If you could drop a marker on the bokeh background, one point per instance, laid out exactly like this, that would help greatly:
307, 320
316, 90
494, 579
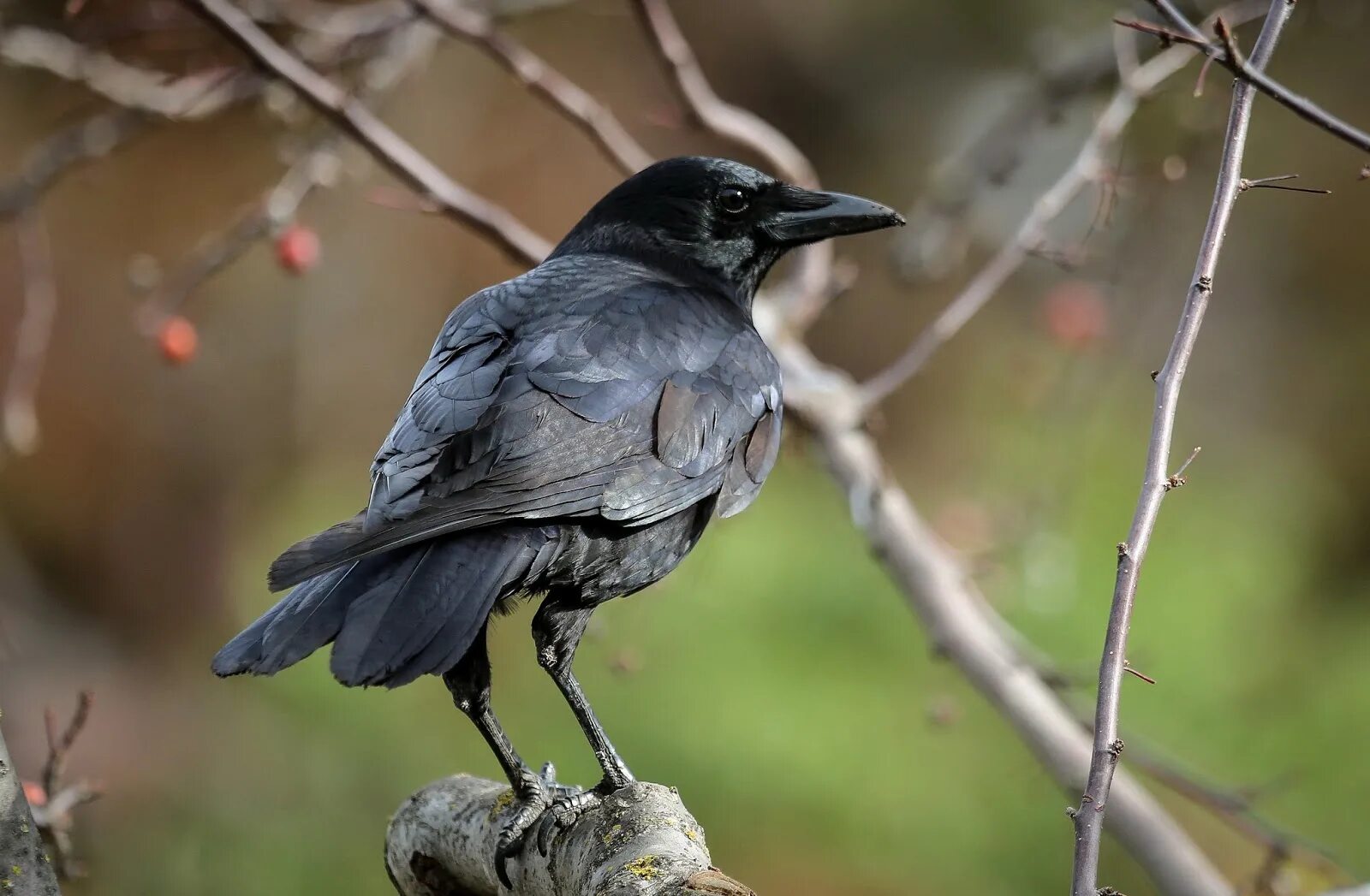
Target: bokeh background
777, 679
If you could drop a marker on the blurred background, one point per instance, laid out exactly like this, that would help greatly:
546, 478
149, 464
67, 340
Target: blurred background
777, 679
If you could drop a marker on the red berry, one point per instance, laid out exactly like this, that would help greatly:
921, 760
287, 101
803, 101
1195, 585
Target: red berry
177, 340
1075, 314
298, 248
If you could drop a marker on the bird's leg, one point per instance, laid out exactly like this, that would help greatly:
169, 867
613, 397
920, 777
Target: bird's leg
557, 632
469, 683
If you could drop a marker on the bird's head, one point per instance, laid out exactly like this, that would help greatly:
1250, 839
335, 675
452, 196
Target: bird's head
717, 221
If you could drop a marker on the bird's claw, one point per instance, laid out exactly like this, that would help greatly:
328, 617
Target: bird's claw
561, 814
534, 796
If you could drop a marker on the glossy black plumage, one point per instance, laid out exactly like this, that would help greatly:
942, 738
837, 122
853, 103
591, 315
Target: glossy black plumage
572, 433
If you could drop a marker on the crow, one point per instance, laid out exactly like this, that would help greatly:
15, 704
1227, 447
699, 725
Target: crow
570, 436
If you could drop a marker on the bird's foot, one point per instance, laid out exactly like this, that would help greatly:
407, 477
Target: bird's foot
533, 795
568, 809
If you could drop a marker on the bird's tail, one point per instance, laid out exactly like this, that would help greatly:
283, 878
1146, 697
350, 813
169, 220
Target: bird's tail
394, 617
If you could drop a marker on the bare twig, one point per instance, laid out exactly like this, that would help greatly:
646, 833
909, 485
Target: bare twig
829, 403
938, 237
1236, 810
1250, 72
89, 140
18, 415
1274, 184
575, 103
317, 166
189, 98
1088, 166
54, 816
810, 287
370, 132
965, 628
1089, 816
27, 869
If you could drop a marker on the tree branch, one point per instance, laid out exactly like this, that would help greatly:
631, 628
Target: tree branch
1087, 168
25, 868
541, 80
1089, 814
189, 98
956, 617
641, 843
1251, 73
387, 147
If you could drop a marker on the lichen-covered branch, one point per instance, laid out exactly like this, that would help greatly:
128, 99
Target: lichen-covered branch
641, 841
832, 405
25, 866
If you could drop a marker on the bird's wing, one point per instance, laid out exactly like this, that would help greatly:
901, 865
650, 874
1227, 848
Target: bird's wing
628, 405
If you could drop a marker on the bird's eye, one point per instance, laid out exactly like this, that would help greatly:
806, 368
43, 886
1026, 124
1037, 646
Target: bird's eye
732, 200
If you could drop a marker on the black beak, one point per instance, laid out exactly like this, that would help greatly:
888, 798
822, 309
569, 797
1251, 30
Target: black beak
808, 216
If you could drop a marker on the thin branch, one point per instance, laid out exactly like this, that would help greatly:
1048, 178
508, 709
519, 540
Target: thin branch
18, 415
89, 140
55, 813
27, 869
1236, 810
575, 103
938, 236
810, 288
1274, 184
1089, 816
1087, 168
61, 745
188, 98
1251, 73
936, 586
317, 166
963, 626
387, 147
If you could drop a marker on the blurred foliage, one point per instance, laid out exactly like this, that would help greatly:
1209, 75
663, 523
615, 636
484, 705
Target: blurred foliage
777, 677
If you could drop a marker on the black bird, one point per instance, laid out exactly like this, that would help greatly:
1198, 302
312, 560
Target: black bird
572, 435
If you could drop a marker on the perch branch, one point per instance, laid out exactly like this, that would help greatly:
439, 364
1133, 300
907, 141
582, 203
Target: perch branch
1089, 814
641, 843
25, 868
829, 401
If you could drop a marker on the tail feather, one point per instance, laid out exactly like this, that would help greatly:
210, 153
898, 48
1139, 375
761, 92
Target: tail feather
319, 554
450, 643
394, 615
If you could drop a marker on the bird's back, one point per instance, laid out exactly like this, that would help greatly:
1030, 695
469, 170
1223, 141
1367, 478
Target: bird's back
573, 429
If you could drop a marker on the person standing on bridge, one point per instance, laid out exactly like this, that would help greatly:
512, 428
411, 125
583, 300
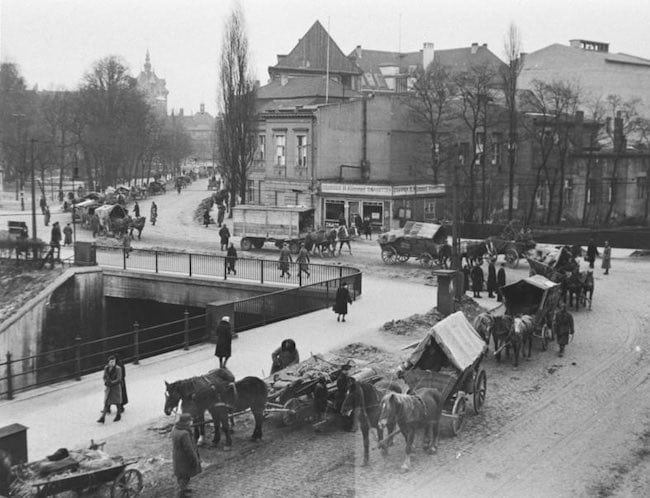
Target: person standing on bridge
112, 389
224, 233
185, 453
223, 349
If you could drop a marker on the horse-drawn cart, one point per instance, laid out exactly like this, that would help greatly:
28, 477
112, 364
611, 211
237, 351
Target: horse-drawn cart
81, 471
537, 297
449, 358
302, 392
423, 241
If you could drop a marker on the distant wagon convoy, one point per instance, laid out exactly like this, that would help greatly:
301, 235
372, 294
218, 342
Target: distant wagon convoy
257, 225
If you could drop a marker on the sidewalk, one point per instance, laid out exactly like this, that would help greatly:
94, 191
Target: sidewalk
64, 415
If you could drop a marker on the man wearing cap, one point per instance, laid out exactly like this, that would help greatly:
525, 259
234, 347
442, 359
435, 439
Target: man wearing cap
185, 454
224, 341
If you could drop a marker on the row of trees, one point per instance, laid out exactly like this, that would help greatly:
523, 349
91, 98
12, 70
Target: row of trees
105, 132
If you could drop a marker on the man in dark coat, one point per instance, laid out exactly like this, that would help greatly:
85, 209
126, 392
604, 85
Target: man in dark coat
563, 325
112, 389
341, 302
501, 281
477, 279
185, 454
492, 278
224, 233
592, 250
224, 341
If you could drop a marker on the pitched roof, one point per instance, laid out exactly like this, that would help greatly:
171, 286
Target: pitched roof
310, 54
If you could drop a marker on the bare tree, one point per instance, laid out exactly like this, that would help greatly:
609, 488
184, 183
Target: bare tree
510, 75
429, 105
237, 117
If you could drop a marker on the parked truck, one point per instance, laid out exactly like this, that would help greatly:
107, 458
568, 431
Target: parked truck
257, 225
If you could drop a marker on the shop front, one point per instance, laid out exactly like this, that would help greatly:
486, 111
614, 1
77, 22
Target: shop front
386, 206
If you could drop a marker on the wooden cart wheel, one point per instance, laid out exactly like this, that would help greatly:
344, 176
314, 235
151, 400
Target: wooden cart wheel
127, 484
458, 413
480, 390
512, 257
426, 260
389, 255
290, 417
246, 244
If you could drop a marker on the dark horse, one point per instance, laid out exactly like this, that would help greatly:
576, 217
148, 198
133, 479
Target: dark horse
411, 411
249, 392
364, 398
184, 391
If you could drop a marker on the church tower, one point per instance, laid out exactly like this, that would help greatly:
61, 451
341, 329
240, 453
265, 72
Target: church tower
154, 88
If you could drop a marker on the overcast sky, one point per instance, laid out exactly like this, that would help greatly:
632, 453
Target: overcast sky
55, 41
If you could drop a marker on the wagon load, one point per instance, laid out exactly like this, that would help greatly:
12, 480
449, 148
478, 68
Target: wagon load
423, 241
448, 358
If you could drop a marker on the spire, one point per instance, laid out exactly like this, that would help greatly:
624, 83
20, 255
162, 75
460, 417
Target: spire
147, 62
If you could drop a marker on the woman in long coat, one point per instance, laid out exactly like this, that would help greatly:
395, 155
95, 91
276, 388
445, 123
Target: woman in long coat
224, 341
185, 454
112, 389
607, 257
341, 302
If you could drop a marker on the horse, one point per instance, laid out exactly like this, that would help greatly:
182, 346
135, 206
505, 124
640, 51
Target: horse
365, 397
137, 224
184, 391
524, 326
321, 241
410, 411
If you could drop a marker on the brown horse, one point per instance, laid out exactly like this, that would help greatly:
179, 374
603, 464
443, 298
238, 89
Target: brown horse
411, 411
364, 398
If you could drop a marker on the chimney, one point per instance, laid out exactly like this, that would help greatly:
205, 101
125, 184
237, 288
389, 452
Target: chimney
427, 55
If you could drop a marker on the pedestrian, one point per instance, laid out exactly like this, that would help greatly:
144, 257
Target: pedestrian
492, 278
224, 341
477, 279
221, 212
367, 228
112, 389
231, 259
185, 454
563, 325
46, 216
153, 213
286, 355
341, 302
592, 250
501, 281
466, 272
607, 257
55, 239
285, 260
94, 224
303, 260
126, 244
224, 233
67, 235
344, 238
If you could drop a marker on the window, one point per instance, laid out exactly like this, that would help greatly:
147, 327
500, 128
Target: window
641, 187
301, 141
261, 147
280, 150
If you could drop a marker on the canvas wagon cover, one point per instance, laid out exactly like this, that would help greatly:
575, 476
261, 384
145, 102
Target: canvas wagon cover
457, 338
416, 230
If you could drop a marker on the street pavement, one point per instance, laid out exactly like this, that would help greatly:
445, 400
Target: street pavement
65, 414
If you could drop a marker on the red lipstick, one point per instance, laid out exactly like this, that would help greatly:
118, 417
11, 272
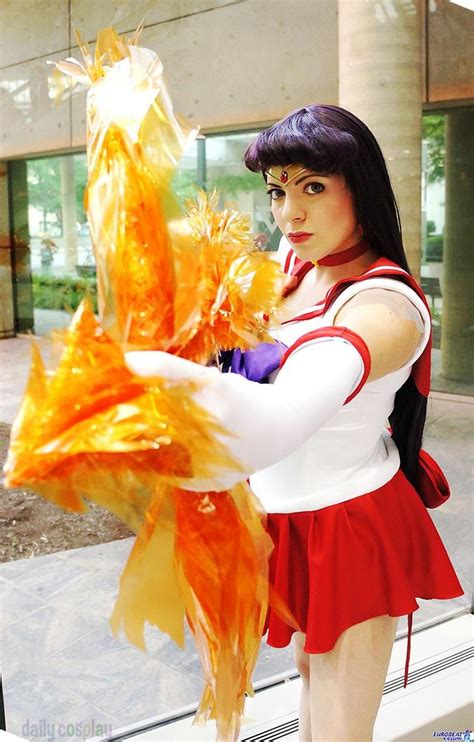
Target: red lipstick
297, 237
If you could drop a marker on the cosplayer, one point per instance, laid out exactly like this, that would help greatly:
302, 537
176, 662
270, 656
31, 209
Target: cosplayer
354, 545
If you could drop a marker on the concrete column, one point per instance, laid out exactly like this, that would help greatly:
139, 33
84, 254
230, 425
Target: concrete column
68, 203
380, 80
457, 336
7, 322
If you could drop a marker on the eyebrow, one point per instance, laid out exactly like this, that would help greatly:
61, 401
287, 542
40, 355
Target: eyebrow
300, 180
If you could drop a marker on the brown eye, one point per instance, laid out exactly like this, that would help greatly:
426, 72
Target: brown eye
315, 188
275, 193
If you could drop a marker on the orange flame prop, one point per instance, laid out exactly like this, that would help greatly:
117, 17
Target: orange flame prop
188, 285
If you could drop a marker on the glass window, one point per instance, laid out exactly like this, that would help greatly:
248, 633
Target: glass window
53, 255
447, 235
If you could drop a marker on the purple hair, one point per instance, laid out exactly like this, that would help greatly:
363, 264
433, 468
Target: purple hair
331, 140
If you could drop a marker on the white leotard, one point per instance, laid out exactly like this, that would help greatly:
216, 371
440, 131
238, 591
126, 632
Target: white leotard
353, 453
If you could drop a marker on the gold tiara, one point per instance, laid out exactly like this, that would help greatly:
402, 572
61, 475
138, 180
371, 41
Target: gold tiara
285, 175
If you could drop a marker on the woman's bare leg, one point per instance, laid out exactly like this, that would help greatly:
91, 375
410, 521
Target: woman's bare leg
346, 684
302, 665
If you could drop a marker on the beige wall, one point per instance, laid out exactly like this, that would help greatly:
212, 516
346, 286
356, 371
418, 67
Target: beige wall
450, 51
228, 63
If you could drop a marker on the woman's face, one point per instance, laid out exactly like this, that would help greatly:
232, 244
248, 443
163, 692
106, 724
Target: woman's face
315, 212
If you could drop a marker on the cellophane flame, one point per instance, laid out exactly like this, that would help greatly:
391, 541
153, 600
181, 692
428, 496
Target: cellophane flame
190, 284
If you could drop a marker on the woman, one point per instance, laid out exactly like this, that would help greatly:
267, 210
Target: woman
354, 545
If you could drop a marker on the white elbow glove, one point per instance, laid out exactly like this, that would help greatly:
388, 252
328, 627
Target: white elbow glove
268, 421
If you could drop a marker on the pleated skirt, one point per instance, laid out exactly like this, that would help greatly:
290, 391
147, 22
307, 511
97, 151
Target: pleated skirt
369, 556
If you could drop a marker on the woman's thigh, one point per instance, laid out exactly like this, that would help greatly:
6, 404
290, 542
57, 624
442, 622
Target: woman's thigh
346, 683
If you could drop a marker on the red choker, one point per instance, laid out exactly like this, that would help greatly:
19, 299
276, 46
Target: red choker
345, 256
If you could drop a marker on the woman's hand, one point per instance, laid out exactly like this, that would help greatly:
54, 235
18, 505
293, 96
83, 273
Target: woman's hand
264, 422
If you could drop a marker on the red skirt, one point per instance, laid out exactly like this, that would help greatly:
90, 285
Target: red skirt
345, 563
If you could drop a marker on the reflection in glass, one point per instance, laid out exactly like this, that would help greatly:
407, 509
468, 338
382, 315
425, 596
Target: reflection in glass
447, 277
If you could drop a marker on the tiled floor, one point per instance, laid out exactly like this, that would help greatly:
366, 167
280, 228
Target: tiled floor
60, 661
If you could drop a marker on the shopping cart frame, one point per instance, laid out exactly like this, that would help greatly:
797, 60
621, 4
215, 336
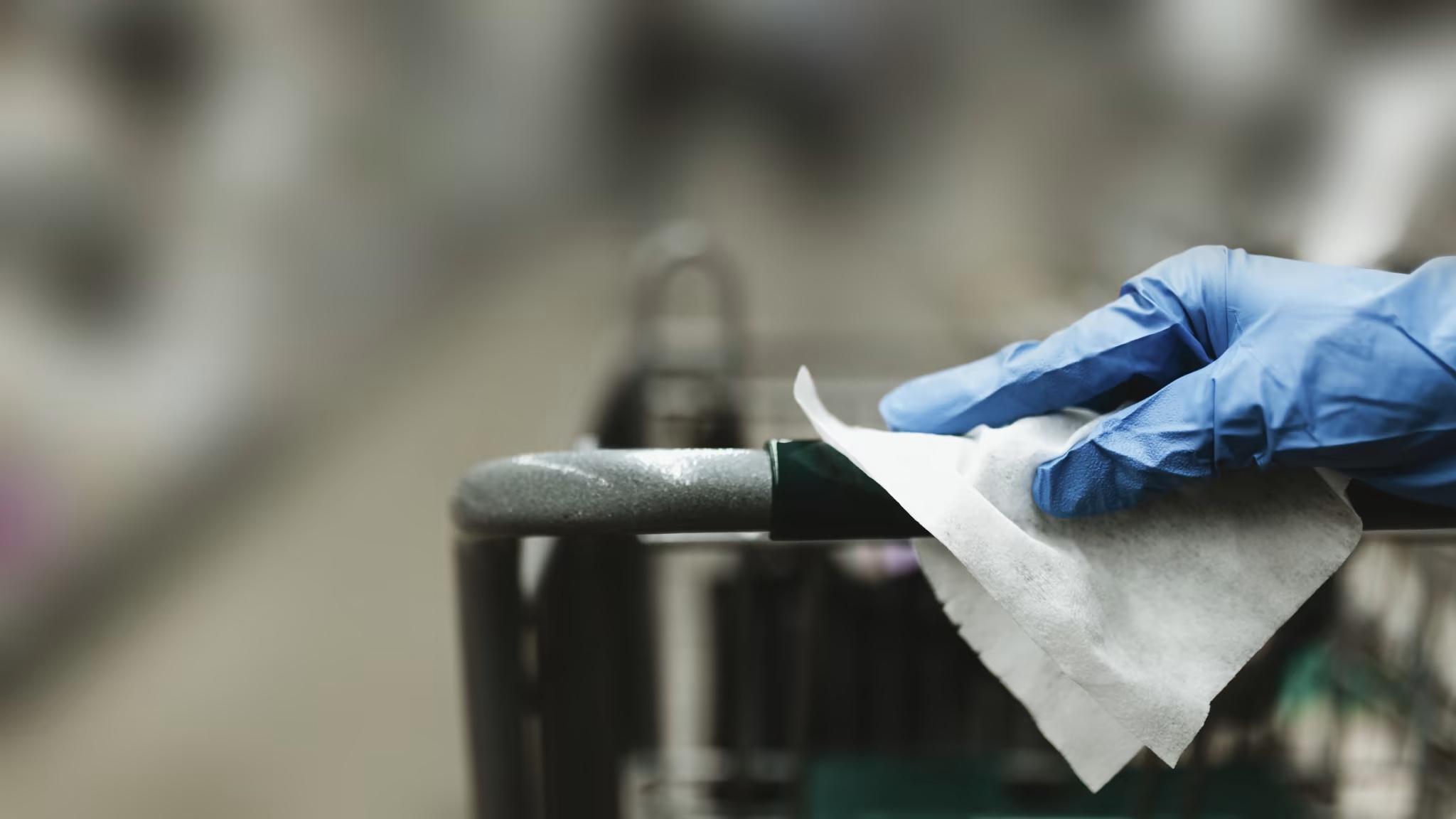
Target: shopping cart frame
786, 491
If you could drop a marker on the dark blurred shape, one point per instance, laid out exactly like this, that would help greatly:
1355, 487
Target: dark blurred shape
152, 53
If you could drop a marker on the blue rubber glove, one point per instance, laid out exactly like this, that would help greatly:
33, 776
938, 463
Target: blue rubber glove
1246, 362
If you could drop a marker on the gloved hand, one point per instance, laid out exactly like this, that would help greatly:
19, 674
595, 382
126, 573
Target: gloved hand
1248, 360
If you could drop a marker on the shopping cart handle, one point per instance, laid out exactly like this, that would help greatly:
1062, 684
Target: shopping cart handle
794, 490
819, 494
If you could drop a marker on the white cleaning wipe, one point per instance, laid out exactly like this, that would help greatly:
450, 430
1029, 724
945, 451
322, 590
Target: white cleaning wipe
1114, 631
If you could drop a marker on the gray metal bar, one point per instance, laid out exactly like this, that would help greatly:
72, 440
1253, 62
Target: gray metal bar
490, 604
618, 491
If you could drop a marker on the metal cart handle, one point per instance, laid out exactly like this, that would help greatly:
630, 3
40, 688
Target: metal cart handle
794, 490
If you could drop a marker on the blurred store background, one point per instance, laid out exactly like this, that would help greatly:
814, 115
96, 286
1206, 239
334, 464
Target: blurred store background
274, 273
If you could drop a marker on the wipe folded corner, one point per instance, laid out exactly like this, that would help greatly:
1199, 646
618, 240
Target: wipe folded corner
1114, 631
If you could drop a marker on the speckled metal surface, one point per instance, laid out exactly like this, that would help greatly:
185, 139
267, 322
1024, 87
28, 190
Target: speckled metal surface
618, 490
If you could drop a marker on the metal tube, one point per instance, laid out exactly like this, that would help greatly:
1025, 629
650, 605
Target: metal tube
611, 491
490, 601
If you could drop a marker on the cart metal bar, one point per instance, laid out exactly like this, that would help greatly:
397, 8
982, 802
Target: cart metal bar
794, 490
786, 490
611, 491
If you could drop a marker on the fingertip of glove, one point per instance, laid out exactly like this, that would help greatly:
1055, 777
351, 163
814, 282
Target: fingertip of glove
1044, 491
893, 408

※

Work order: Everything from the line with "If you could drop a marker on the cart" through the last line of the entries is to be written out again, unchanged; nothing else belongs in the answer.

Answer box:
If you could drop a marker on the cart metal bar, one point per instance, laid out exactly like this, that would help greatly:
397, 8
982, 802
Target: cart metal bar
794, 490
786, 490
611, 491
If you could drop a marker on the fingertip of glove, one point per instance, laid out exactly like this, that would help greatly:
1055, 777
351, 163
814, 282
Target: fingertip of glove
1044, 491
893, 408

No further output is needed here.